[Rows from a dataset]
━━━━━━━━━━

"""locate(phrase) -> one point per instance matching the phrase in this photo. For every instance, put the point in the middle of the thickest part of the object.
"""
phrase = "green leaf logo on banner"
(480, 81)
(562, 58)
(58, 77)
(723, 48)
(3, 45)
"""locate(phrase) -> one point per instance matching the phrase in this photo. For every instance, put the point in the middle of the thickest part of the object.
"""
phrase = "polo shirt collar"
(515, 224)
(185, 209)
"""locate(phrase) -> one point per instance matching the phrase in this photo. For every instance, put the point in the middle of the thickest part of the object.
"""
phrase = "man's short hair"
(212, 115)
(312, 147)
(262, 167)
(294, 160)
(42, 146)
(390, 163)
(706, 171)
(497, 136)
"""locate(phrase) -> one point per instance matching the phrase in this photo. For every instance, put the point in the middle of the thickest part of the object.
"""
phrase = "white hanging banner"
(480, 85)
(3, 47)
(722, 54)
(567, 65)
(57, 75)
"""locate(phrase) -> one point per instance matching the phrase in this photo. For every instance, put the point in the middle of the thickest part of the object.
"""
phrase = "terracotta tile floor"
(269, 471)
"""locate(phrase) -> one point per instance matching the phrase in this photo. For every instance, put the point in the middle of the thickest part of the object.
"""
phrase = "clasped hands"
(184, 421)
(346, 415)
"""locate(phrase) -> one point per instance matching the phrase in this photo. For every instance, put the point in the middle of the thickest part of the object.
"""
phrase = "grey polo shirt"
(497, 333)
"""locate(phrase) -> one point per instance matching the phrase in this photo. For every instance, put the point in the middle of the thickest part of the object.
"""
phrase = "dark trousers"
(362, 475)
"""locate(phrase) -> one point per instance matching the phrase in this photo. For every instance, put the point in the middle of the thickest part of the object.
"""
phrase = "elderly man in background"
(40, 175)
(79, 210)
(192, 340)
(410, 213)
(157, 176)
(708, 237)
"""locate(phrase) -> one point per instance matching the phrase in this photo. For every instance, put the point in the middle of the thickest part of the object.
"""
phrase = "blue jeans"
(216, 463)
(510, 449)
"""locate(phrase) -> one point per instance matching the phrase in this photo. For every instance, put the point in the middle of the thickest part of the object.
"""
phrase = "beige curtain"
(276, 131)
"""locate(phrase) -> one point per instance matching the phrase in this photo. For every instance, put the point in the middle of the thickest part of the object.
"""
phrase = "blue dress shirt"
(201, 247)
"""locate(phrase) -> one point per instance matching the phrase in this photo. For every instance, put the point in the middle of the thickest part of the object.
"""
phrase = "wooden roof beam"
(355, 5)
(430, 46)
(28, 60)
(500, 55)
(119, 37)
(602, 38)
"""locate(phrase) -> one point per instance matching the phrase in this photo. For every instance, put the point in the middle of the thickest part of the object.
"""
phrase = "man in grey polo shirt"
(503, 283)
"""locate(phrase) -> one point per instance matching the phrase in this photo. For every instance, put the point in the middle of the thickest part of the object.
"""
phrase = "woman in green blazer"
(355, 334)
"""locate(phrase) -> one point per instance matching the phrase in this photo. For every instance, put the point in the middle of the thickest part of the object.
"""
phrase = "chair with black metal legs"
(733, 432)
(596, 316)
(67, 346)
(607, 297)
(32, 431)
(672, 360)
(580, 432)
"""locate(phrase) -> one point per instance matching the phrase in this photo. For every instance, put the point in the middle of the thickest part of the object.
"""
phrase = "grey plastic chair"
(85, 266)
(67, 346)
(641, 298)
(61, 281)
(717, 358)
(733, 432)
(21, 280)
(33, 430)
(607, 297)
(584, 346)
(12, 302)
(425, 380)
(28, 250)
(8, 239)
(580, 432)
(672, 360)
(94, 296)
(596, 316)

━━━━━━━━━━

### WRITTEN PROBLEM
Transcribe the material above in its entirety. Match it exactly.

### RESULT OF THIS EXERCISE
"""locate(phrase) -> one point per instance matching the phrase in this photo. For every instance, put the point in the middle of the thickest part of the object.
"""
phrase = "green leaf logo on banner"
(480, 81)
(562, 58)
(58, 77)
(723, 48)
(3, 45)
"""locate(phrase) -> one point per instance matching the phrase in this photo. For every instance, put the point in the middle of the thickest part of the object.
"""
phrase = "polo shirt collar"
(515, 224)
(185, 209)
"""locate(phrase) -> one point per instance matching the phrase in this photo. For every instance, put the point in the middle of the thickest part of the object.
"""
phrase = "man's short hair"
(212, 115)
(312, 147)
(262, 167)
(294, 160)
(42, 146)
(390, 163)
(706, 171)
(497, 136)
"""locate(phrase) -> one point per instance matching the phrase in this photo. For every instance, put the point in the middle of the thickest part of the object.
"""
phrase = "white hanging banner"
(480, 85)
(3, 47)
(722, 54)
(567, 65)
(57, 75)
"""locate(phrase) -> one point per instance matching the phrase in this photo. For every instance, put the point in the middle of the thickest part of the object.
"""
phrase = "terracotta tile floor"
(269, 471)
"""locate(phrase) -> one point per instance matching the phrase in this photo. For every instance, put the point in the middle of the thickest part of the object.
"""
phrase = "clasped hands"
(184, 421)
(346, 415)
"""locate(phrase) -> one point per instance matching the phrase in this photo. For every instance, put the point in the middle of the thickest part of the object.
"""
phrase = "grey polo shirt"
(497, 333)
"""locate(phrase) -> one point per instance matching the phrase in this photo. For every instance, put the point in the middle of the thickest part of the object.
"""
phrase = "dark trousers"
(362, 475)
"""locate(phrase) -> one point per instance matching the phrase in this photo. For every instance, put the point in the middle of the thickest part of the object.
"""
phrase = "elderly man in background"
(40, 175)
(79, 210)
(192, 340)
(410, 213)
(157, 176)
(708, 237)
"""locate(phrase) -> one point per instance matching the phrase in this photo. For every instance, put the point in the middle of the thickest part of the object.
"""
phrase = "blue jeans"
(216, 463)
(510, 449)
"""locate(phrase) -> one point per instance matching the phrase in this photo. For every instance, put the point in the middle of the thickest part of the object.
"""
phrase = "beige curtain"
(276, 131)
"""locate(phrase) -> one point per instance matching the phrase in this photo. For every instance, put the point in the middle of the thickest part of the object.
"""
phrase = "blue dress shirt"
(201, 247)
"""locate(phrase) -> one point per instance matching the phrase in this photo. For every instance, put the point in the middle of the thickest part of the object.
"""
phrase = "wooden roof beam"
(355, 5)
(430, 46)
(28, 60)
(500, 55)
(119, 37)
(602, 38)
"""locate(phrase) -> one point per instance matching the phrase in this photo. For every instance, put the point in the middle of the thickest part of the object.
"""
phrase = "man in grey polo shirt"
(503, 283)
"""locate(phrase) -> one point per instance matching the phrase in this photo. For every instance, put the point in the middle of the thickest part of the object.
"""
phrase = "woman in green blazer"
(355, 334)
"""locate(phrase) -> one point per instance matching the phrase in this photo. For every instance, put the point in the middle of the thickest part of the object.
"""
phrase = "chair with black metal legs"
(733, 432)
(596, 316)
(67, 346)
(607, 297)
(32, 431)
(672, 360)
(580, 432)
"""locate(phrase) -> one point per instance matching the phrase in this photo. For every instance, put the point in the middle of the thickest part of the object.
"""
phrase = "grey plastic chair"
(85, 266)
(67, 346)
(641, 298)
(61, 281)
(717, 358)
(733, 432)
(21, 280)
(33, 430)
(607, 297)
(584, 346)
(12, 302)
(425, 380)
(28, 250)
(8, 239)
(580, 432)
(672, 360)
(94, 296)
(596, 316)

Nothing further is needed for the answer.